» EXERCICE A
Recueillez toutes les lignes des enregistrements ci-dessous qui contiennent la chaîne « stem ».

Et c'est à ce moment-là
que j'ai eu profondément honte.
J'avais honte des photos que je prenais,
qui réduisaient ces gens à des clichés,
qui faisaient d'eux exactement
ce qui avait provoqué en moi
la peur et la pitié.
Alors qu'est-ce que j'ai fait ?
J'ai changé.
J'ai décidé
que plutôt que de raconter l'histoire
de 234 000 réfugiés sans nom ni visage,
j'allais simplement raconter
l'histoire d'une personne.
Je la raconterai afin que
le public autour du monde,
quelle que soit sa culture
ou sa couleur de peau,
puisse compatir avec cette personne,
puisse, je l'espère,
se mettre à la place d'un réfugié
juste pour un moment.
Et c'était alors très, très simple :
j'ai simplement demandé aux réfugiés
de me raconter leur histoire
et de me dire quel était
l'objet qui compte le plus
qu'ils avaient emporté
quand ils ont quitté leur maison
et leur pays.
Le projet qui en est ressorti
s'intitule « Ce Qui Compte Le Plus »,
et je voudrais partager
certains témoignages des gens
que j'ai rencontrés.

» DONNÉES FOURNIES
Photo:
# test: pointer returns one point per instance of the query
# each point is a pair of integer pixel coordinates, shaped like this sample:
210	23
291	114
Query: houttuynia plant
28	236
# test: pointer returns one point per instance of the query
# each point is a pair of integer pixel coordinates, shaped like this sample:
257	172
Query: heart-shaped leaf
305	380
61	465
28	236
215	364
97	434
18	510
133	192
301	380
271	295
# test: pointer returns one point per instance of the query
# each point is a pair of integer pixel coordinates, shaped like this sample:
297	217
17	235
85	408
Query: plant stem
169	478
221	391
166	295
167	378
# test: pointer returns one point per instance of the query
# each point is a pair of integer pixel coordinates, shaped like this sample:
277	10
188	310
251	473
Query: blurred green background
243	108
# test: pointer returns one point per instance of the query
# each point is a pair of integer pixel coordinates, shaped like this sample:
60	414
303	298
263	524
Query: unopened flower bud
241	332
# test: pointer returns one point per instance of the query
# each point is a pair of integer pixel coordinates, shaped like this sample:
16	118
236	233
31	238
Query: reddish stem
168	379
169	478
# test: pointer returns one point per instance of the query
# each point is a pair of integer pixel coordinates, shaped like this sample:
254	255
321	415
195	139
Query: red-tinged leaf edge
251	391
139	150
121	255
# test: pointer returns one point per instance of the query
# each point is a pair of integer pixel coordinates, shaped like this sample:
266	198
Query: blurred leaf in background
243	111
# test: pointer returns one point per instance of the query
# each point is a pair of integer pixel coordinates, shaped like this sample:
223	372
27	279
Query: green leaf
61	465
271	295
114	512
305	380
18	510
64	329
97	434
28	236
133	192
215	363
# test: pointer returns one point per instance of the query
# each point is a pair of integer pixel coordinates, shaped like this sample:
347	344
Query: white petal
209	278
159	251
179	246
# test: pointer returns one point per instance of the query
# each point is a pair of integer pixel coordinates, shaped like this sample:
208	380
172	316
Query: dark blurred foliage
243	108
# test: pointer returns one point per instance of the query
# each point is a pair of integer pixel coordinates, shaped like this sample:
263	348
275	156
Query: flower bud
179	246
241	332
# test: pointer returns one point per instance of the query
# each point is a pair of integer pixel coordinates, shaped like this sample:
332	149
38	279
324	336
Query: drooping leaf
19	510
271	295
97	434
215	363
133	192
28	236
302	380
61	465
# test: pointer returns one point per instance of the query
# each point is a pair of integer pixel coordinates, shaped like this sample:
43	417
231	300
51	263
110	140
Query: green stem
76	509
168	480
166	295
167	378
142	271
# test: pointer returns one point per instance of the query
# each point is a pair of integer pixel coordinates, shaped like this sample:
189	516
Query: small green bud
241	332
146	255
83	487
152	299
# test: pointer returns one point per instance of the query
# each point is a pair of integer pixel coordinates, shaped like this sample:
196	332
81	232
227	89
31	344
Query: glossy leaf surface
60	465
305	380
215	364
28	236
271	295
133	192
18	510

» EXERCICE B
Pour chaque affirmation ci-dessous, dites si elle concorde avec l'extrait sur les réfugiés. Répondez par oui ou non, puis citez mot pour mot les termes décisifs de l'extrait.
(i) Le projet porte le titre « Ce Qui Compte Le Plus ».
(ii) La personne qui raconte choisit de relater l'histoire des 234 000 réfugiés plutôt que celle d'un seul individu.
(iii) Les réfugiés devaient indiquer l'objet le plus important qu'ils avaient emporté en quittant leur maison.

» RÉPONSE COMPLÈTE A
Query: plant stem
Query: reddish stem
Query: green stem

» RÉPONSE COMPLÈTE B
(i) Oui : « s'intitule « Ce Qui Compte Le Plus » ».
(ii) Non : « j'allais simplement raconter l'histoire d'une personne ».
(iii) Oui : « l'objet qui compte le plus qu'ils avaient emporté quand ils ont quitté leur maison ».